[Start of Attachment]

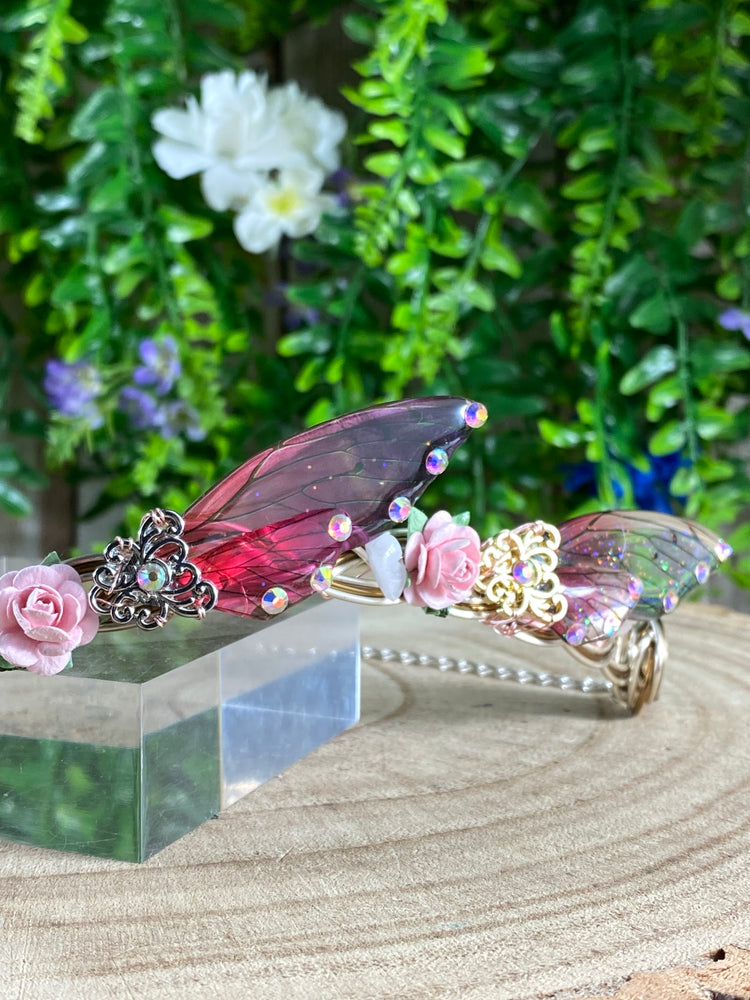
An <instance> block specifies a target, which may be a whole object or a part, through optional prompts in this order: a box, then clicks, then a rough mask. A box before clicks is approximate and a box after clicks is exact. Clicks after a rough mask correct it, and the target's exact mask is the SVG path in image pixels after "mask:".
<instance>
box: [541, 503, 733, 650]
mask: <svg viewBox="0 0 750 1000" xmlns="http://www.w3.org/2000/svg"><path fill="white" fill-rule="evenodd" d="M559 530H560V536H561V543H560V548H559V551H558V556H559V562H558V566H557V575H558V577H559V579H560V582H561V584H562V585H563V588H564V591H563V592H564V594H565V597H566V599H567V602H568V610H567V613H566V615H565V617H564V618H562V619H561V620H560V621H559V622H557V623H555V625H553V626H552V630H553V631H554V632H556V633H557V634H558V635H559V636H561V637H562V638H564V639H565V640H566V641H567V642H568V643H570V644H571V645H580V644H581V643H587V642H594V641H597V640H599V639H606V638H609V637H611V636H613V635H615V634H616V633H617V632H618V631H619V629H620V628H621V627H622V625H623V624H624V622H625V621H626V620H641V621H643V620H648V619H654V618H659V617H661V616H662V615H664V614H668V613H669V612H670V611H673V610H674V609H675V607H676V606H677V604H678V603H679V602H680V601H681V600H682V598H683V597H685V596H686V595H687V594H688V593H689V592H690V591H691V590H692V589H693V588H694V587H695V586H697V585H698V584H700V583H704V582H705V581H706V580H707V579H708V576H709V574H710V573H711V572H713V570H715V569H716V568H717V567H718V565H719V563H721V562H722V561H723V560H724V559H726V558H727V556H728V555H729V554H730V553H731V549H730V548H729V546H728V545H727V544H726V543H725V542H723V541H722V540H721V539H720V538H719V537H718V536H717V535H715V534H714V533H713V532H712V531H709V530H708V529H707V528H704V527H702V526H701V525H699V524H695V523H693V522H692V521H685V520H682V519H681V518H677V517H673V516H672V515H670V514H658V513H654V512H652V511H637V510H634V511H605V512H603V513H595V514H583V515H582V516H580V517H575V518H572V519H571V520H569V521H565V522H563V524H561V525H560V526H559Z"/></svg>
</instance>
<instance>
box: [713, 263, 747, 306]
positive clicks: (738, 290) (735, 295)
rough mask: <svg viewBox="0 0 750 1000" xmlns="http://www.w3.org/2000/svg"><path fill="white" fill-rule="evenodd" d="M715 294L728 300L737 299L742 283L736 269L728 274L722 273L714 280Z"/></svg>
mask: <svg viewBox="0 0 750 1000" xmlns="http://www.w3.org/2000/svg"><path fill="white" fill-rule="evenodd" d="M716 294H717V295H718V296H720V298H722V299H727V300H728V301H729V302H736V301H737V300H738V299H739V297H740V296H741V295H742V285H741V283H740V277H739V275H738V274H737V272H736V271H730V272H729V274H722V276H721V277H720V278H719V280H718V281H717V282H716Z"/></svg>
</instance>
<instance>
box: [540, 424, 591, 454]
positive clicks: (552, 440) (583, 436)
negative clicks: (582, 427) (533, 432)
mask: <svg viewBox="0 0 750 1000" xmlns="http://www.w3.org/2000/svg"><path fill="white" fill-rule="evenodd" d="M538 426H539V433H540V434H541V436H542V440H544V441H546V442H547V444H551V445H554V447H555V448H575V447H576V445H579V444H580V443H581V442H582V441H583V440H584V435H583V433H582V428H580V427H576V426H570V425H569V424H561V423H558V422H557V421H556V420H550V419H548V418H547V417H542V418H541V419H540V420H539V422H538Z"/></svg>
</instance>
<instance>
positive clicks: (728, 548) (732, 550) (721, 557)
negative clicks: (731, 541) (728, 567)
mask: <svg viewBox="0 0 750 1000" xmlns="http://www.w3.org/2000/svg"><path fill="white" fill-rule="evenodd" d="M733 551H734V549H733V548H732V546H731V545H730V544H729V542H725V541H724V539H723V538H720V539H719V543H718V545H717V546H716V558H717V559H718V560H719V562H724V560H725V559H728V558H729V557H730V556H731V554H732V552H733Z"/></svg>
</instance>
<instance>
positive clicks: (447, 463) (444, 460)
mask: <svg viewBox="0 0 750 1000" xmlns="http://www.w3.org/2000/svg"><path fill="white" fill-rule="evenodd" d="M424 466H425V468H426V469H427V471H428V472H429V473H430V475H431V476H439V475H440V473H441V472H445V470H446V469H447V468H448V452H447V451H445V450H444V449H443V448H433V449H432V451H431V452H430V453H429V454H428V456H427V458H426V459H425V463H424Z"/></svg>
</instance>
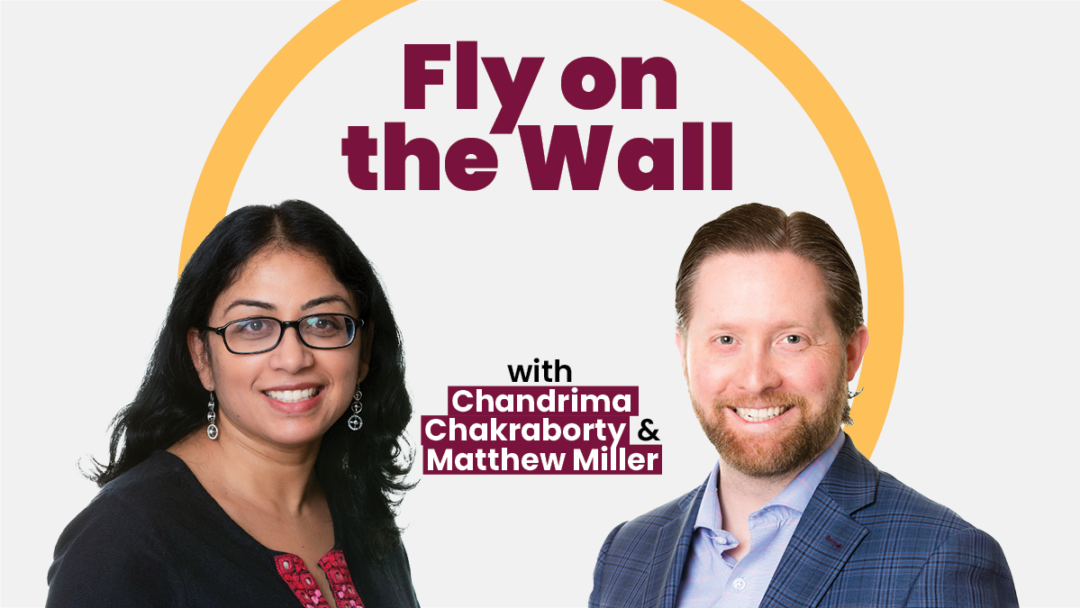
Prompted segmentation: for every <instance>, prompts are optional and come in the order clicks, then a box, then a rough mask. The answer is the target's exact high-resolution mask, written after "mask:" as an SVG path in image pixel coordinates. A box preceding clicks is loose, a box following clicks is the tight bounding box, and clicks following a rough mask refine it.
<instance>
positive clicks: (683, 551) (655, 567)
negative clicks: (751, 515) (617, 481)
mask: <svg viewBox="0 0 1080 608" xmlns="http://www.w3.org/2000/svg"><path fill="white" fill-rule="evenodd" d="M707 483H708V479H707V478H706V479H705V483H704V484H701V486H699V487H698V490H697V491H694V492H693V494H690V495H687V496H686V497H684V499H683V503H681V504H679V506H680V508H681V514H680V515H679V516H678V517H676V518H675V519H672V521H671V522H669V523H666V524H664V525H663V526H662V527H661V528H660V532H659V533H658V535H657V546H656V550H654V552H653V553H652V554H653V555H654V556H656V562H653V565H652V568H650V570H649V579H648V583H647V585H646V589H645V607H646V608H674V606H675V598H676V596H677V595H678V586H679V583H680V582H681V580H683V567H684V566H685V565H686V556H687V553H689V552H690V538H691V536H692V535H693V525H694V524H696V523H697V521H698V510H699V509H700V508H701V497H702V496H704V494H705V484H707Z"/></svg>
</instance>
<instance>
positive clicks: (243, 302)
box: [225, 299, 275, 312]
mask: <svg viewBox="0 0 1080 608" xmlns="http://www.w3.org/2000/svg"><path fill="white" fill-rule="evenodd" d="M238 306H252V307H255V308H261V309H264V310H275V307H274V306H273V305H272V303H269V302H264V301H259V300H244V299H240V300H235V301H233V302H232V303H231V305H229V306H228V307H227V308H226V309H225V312H229V311H230V310H232V309H233V308H235V307H238Z"/></svg>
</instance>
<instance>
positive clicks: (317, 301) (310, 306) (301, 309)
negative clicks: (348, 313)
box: [300, 296, 349, 310]
mask: <svg viewBox="0 0 1080 608" xmlns="http://www.w3.org/2000/svg"><path fill="white" fill-rule="evenodd" d="M329 302H341V303H343V305H345V306H346V307H349V302H348V301H347V300H346V299H345V298H342V297H341V296H323V297H321V298H315V299H313V300H308V301H307V302H305V305H303V306H301V307H300V310H308V309H311V308H315V307H316V306H319V305H324V303H329Z"/></svg>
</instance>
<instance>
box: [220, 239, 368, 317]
mask: <svg viewBox="0 0 1080 608" xmlns="http://www.w3.org/2000/svg"><path fill="white" fill-rule="evenodd" d="M333 296H338V297H339V298H340V299H342V300H345V303H342V305H341V306H346V307H347V308H348V310H347V312H349V313H351V314H356V301H355V296H354V295H353V294H352V292H351V289H349V288H348V287H346V286H345V285H343V284H341V282H340V281H338V279H337V278H336V276H335V275H334V271H333V270H332V269H330V267H329V265H328V264H327V262H326V260H325V259H324V258H323V257H322V256H320V255H318V254H313V253H311V252H308V251H305V249H284V248H280V247H272V248H266V249H262V251H260V252H258V253H256V254H255V255H253V256H252V257H251V258H249V259H248V260H247V261H246V262H245V264H244V265H243V266H241V267H240V269H239V271H238V273H237V279H235V281H233V282H232V284H231V285H229V286H228V287H226V289H225V291H224V292H221V294H219V295H218V297H217V300H216V301H215V303H214V313H215V315H217V314H225V312H226V310H227V309H230V308H233V307H234V306H235V303H237V302H248V303H254V302H259V305H260V306H257V308H266V309H268V310H289V311H301V310H302V309H303V308H305V306H306V305H309V303H310V302H312V301H314V300H327V301H332V300H333Z"/></svg>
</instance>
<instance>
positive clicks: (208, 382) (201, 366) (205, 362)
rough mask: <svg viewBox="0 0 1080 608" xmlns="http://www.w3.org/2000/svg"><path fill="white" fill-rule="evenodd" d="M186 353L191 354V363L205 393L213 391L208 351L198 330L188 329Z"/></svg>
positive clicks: (213, 385) (213, 375) (213, 387)
mask: <svg viewBox="0 0 1080 608" xmlns="http://www.w3.org/2000/svg"><path fill="white" fill-rule="evenodd" d="M188 352H189V353H190V354H191V363H193V364H194V366H195V371H198V373H199V380H200V381H201V382H202V384H203V388H204V389H206V390H207V391H213V390H214V373H213V371H212V370H211V367H210V351H208V350H207V349H206V342H204V341H203V339H202V337H200V336H199V329H195V328H194V327H192V328H190V329H188Z"/></svg>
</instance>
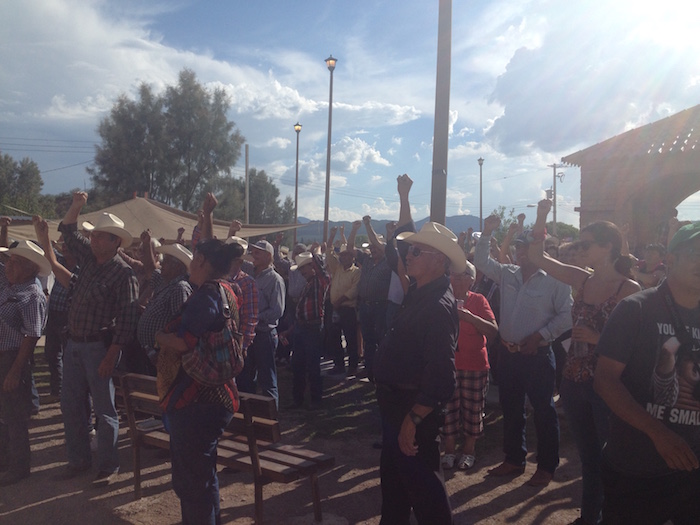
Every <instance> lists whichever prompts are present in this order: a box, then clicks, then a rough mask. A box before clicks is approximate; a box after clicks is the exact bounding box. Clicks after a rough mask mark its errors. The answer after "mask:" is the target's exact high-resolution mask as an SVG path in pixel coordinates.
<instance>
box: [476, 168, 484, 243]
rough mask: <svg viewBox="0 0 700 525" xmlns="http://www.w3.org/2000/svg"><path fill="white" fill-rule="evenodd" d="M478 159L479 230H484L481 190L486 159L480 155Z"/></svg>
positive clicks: (482, 209) (482, 204) (482, 203)
mask: <svg viewBox="0 0 700 525" xmlns="http://www.w3.org/2000/svg"><path fill="white" fill-rule="evenodd" d="M476 161H477V162H478V163H479V231H484V203H483V198H482V192H481V173H482V172H481V167H482V166H483V165H484V159H482V158H481V157H479V158H478V159H477V160H476Z"/></svg>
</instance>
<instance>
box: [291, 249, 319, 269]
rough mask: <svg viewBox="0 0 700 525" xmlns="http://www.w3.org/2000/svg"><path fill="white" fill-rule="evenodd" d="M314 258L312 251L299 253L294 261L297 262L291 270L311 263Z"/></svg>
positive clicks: (292, 266)
mask: <svg viewBox="0 0 700 525" xmlns="http://www.w3.org/2000/svg"><path fill="white" fill-rule="evenodd" d="M313 260H314V254H313V253H311V252H301V253H300V254H299V255H297V256H296V257H295V258H294V262H295V263H296V264H294V265H292V266H291V267H290V268H289V269H290V270H296V269H298V268H301V267H302V266H306V265H307V264H310V263H311V262H313Z"/></svg>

[End of Attachment]

## Exercise brief:
Rewrite the lines from the first one through the one containing "box: [541, 503, 733, 650]", inclusive, swapping "rough mask" for "coarse mask" and leaving everything else unchanged. Omit the pictures.

## Result:
An <instance> block specifies a target, which may be a whole object or a part, through optional prompts in this order: a box, then clicks, then a coarse mask. A box before clicks is approximate and a box after clicks is exact. Clicks after a coarse mask correct it, and the target's exact mask is the SVG path in image pixels after "mask:".
<instance>
box: [541, 503, 733, 650]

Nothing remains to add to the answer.